= Work to do =
Output each entry verbatim and exclude every picture from it.

= Data =
## Begin

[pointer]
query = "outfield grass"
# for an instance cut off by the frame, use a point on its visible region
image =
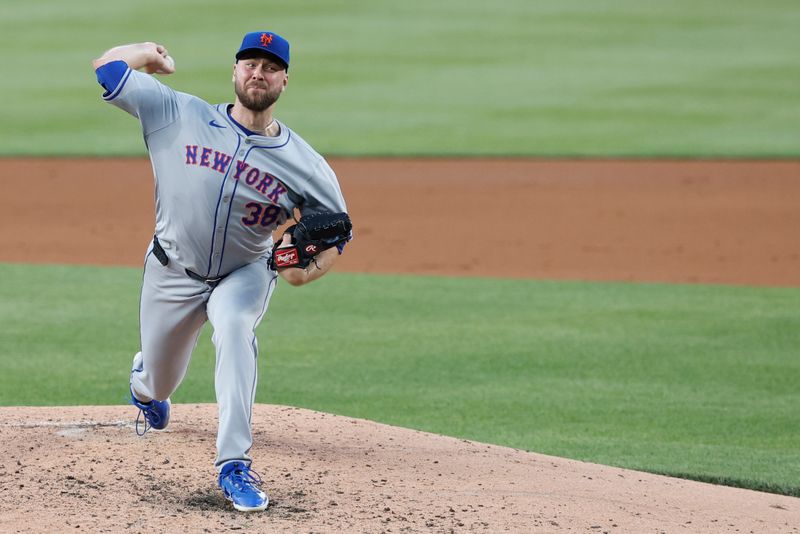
(465, 77)
(688, 380)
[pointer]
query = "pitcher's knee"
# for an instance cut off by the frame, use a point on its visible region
(231, 330)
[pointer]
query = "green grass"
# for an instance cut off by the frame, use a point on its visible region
(462, 77)
(688, 380)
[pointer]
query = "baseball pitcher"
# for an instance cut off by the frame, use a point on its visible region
(226, 176)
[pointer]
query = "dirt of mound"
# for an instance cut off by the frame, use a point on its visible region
(84, 469)
(732, 222)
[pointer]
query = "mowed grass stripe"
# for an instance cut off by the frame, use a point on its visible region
(692, 380)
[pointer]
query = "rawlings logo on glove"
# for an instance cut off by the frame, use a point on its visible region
(309, 237)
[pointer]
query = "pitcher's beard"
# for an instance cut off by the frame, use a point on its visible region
(261, 101)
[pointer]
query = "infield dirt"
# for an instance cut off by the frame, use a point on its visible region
(84, 469)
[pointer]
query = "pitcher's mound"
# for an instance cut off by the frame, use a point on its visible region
(84, 469)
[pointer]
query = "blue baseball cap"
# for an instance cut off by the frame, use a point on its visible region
(268, 42)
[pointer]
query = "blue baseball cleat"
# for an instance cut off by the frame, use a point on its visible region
(241, 486)
(156, 414)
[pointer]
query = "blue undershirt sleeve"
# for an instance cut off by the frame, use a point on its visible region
(110, 74)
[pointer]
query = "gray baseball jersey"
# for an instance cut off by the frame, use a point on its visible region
(220, 191)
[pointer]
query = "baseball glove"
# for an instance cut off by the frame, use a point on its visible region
(310, 236)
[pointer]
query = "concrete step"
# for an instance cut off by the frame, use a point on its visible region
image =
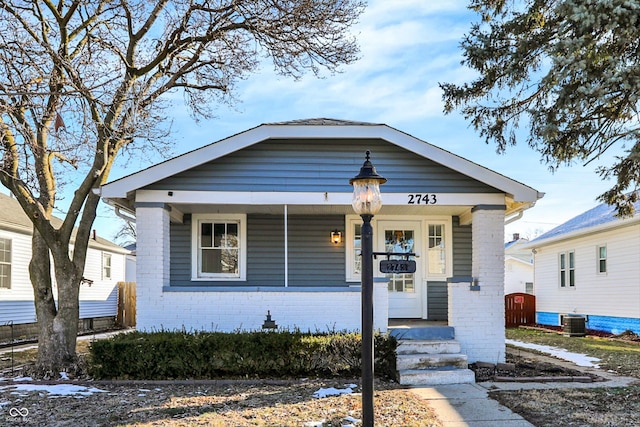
(424, 333)
(438, 376)
(430, 361)
(428, 347)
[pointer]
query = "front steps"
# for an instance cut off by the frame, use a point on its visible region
(430, 356)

## End

= Full answer =
[pointer]
query = "outfield grass"
# for an instance cut off by the frame, use a point on its visible region
image =
(465, 77)
(688, 380)
[pointer]
query = "pitcher's knee"
# for an instance cut off by the frame, use a point on its visible region
(231, 330)
[pointer]
query = "green grass"
# for an instance cut off by the frame, use a point on its visible region
(462, 77)
(688, 380)
[pointer]
query = "baseball pitcher"
# for an instance cut off by the frame, use a point on its visible region
(226, 176)
[pointer]
query = "dirt of mound"
# for an instance cut off by the frame, use a point on its visible region
(84, 469)
(732, 222)
[pointer]
query = "mowed grass stripe"
# for an instance cut off by the frame, use a point on its visible region
(692, 380)
[pointer]
query = "rawlings logo on glove"
# for an instance cut off by the frame, use a point on its visible region
(309, 237)
[pointer]
query = "pitcher's beard"
# for an instance cut off by the frame, use a point on its visible region
(261, 101)
[pointer]
query = "infield dirt"
# for an instance cut off by the frame, use a point on its visible region
(84, 469)
[pointer]
query = "pitcher's mound"
# for an instance cut off by the frame, use a point on its visible region
(84, 469)
[pointer]
query = "blue baseball cap"
# for an instance cut off by the frame, use a point on its visible region
(268, 42)
[pointer]
query = "blue baseball cleat"
# for an instance cut off by the frame, use a point on its visible region
(241, 486)
(156, 414)
[pointer]
query = "blue undershirt sleeve"
# for an instance cut off by the frame, use a point on its visible region
(110, 74)
[pointer]
query = "gray baseball jersey"
# for an instance cut off by the frame, use a point on its visible region
(220, 191)
[pointer]
query = "baseball glove"
# for an instance cut off by the frame, use a point on its visible region
(310, 236)
[pointer]
query = "concrete step"
# for an instance cut off by the frame, use a point on its visible region
image =
(424, 333)
(438, 376)
(430, 361)
(428, 347)
[pointer]
query = "front steps"
# for an instance cut off by the frame, use a point on its visible region
(430, 356)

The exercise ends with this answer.